┌─ Input for this task

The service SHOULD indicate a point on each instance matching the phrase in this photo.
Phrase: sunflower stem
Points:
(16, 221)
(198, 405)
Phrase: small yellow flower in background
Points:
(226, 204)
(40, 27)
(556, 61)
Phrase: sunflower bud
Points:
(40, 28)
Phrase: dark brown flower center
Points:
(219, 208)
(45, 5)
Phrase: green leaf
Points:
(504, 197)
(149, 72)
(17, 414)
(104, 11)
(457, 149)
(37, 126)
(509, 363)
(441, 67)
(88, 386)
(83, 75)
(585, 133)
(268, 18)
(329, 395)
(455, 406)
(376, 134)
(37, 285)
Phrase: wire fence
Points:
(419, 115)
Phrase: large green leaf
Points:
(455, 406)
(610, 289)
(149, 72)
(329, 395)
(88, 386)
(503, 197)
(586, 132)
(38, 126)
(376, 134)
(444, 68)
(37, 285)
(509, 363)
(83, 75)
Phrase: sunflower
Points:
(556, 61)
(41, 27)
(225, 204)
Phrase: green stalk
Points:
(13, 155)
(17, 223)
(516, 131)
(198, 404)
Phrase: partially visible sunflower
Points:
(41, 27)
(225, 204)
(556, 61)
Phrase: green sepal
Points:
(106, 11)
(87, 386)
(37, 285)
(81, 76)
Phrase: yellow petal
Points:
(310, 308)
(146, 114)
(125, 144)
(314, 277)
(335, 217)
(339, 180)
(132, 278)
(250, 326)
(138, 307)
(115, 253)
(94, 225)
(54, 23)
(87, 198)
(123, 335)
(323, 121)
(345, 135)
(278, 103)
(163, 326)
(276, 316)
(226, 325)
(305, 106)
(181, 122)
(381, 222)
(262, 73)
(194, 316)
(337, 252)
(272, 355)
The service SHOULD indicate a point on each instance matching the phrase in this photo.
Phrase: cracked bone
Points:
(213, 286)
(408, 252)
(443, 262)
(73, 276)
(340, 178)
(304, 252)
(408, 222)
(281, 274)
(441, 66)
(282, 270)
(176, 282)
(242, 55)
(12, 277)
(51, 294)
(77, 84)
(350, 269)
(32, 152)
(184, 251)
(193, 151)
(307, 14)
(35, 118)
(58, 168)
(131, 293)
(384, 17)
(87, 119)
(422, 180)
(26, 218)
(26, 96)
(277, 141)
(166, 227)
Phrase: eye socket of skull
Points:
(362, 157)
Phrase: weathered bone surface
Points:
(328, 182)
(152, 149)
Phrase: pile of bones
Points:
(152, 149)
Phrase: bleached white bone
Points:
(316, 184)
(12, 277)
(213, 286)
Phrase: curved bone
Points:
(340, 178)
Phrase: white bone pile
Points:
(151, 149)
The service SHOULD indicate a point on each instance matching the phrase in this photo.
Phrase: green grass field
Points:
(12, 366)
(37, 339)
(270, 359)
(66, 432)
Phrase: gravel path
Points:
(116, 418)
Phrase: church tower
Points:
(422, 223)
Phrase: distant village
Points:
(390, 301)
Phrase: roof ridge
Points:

└─

Can you set down every one of the entries above again, word for word with nothing changed?

The service SHOULD indicate a point on each instance matching the phrase in this photo.
Phrase: sunflower stem
Points:
(16, 221)
(198, 405)
Phrase: small yellow flower in background
Points:
(226, 204)
(40, 27)
(556, 61)
Phrase: sunflower bud
Points:
(40, 28)
Phrase: dark brown flower center
Points:
(219, 208)
(45, 5)
Phrase: green leaf
Points:
(504, 197)
(149, 72)
(17, 414)
(104, 11)
(457, 149)
(37, 126)
(509, 363)
(441, 67)
(88, 386)
(83, 75)
(585, 133)
(268, 18)
(329, 395)
(455, 406)
(376, 134)
(37, 285)
Phrase: wire fence
Points:
(419, 115)
Phrase: large green leaf
Points:
(455, 406)
(610, 289)
(149, 72)
(329, 395)
(88, 386)
(503, 197)
(586, 132)
(38, 126)
(376, 134)
(444, 68)
(37, 285)
(509, 363)
(83, 75)
Phrase: sunflower
Points:
(556, 61)
(41, 27)
(225, 204)
Phrase: green stalk
Points:
(13, 155)
(17, 223)
(516, 131)
(198, 404)
Phrase: partially visible sunflower
Points:
(41, 27)
(225, 204)
(556, 61)
Phrase: green sepal
Points:
(106, 11)
(87, 386)
(37, 285)
(81, 76)
Phrase: yellow petal
Points:
(310, 308)
(146, 114)
(125, 144)
(314, 277)
(335, 217)
(339, 180)
(132, 278)
(250, 326)
(138, 307)
(115, 253)
(94, 225)
(54, 23)
(87, 198)
(123, 335)
(323, 121)
(345, 135)
(278, 103)
(163, 326)
(276, 316)
(226, 325)
(305, 106)
(181, 122)
(381, 222)
(262, 73)
(194, 316)
(337, 252)
(272, 355)
The service SHOULD indicate a point on each instance matching the phrase in this photo.
Phrase: cracked bone
Points:
(213, 286)
(408, 252)
(443, 262)
(73, 276)
(340, 178)
(304, 252)
(408, 222)
(281, 274)
(441, 66)
(282, 270)
(176, 282)
(242, 55)
(12, 277)
(51, 294)
(77, 84)
(350, 269)
(32, 152)
(184, 251)
(193, 151)
(307, 14)
(35, 118)
(58, 168)
(131, 293)
(384, 17)
(87, 119)
(422, 180)
(26, 218)
(26, 96)
(277, 141)
(166, 227)
Phrase: eye socket of skull
Points:
(362, 157)
Phrase: weathered bone surface
Points:
(328, 182)
(152, 149)
Phrase: pile of bones
Points:
(152, 149)
Phrase: bleached white bone
Points:
(316, 184)
(12, 277)
(213, 286)
Phrase: curved bone
Points:
(340, 178)
Phrase: white bone pile
Points:
(151, 149)
The service SHOULD indicate a point on each instance matching the phrase in this photo.
Phrase: green grass field
Points:
(12, 366)
(37, 339)
(270, 359)
(66, 432)
Phrase: gravel path
Points:
(116, 418)
Phrase: church tower
Points:
(422, 223)
Phrase: distant village
Points:
(390, 301)
Phrase: roof ridge
Points:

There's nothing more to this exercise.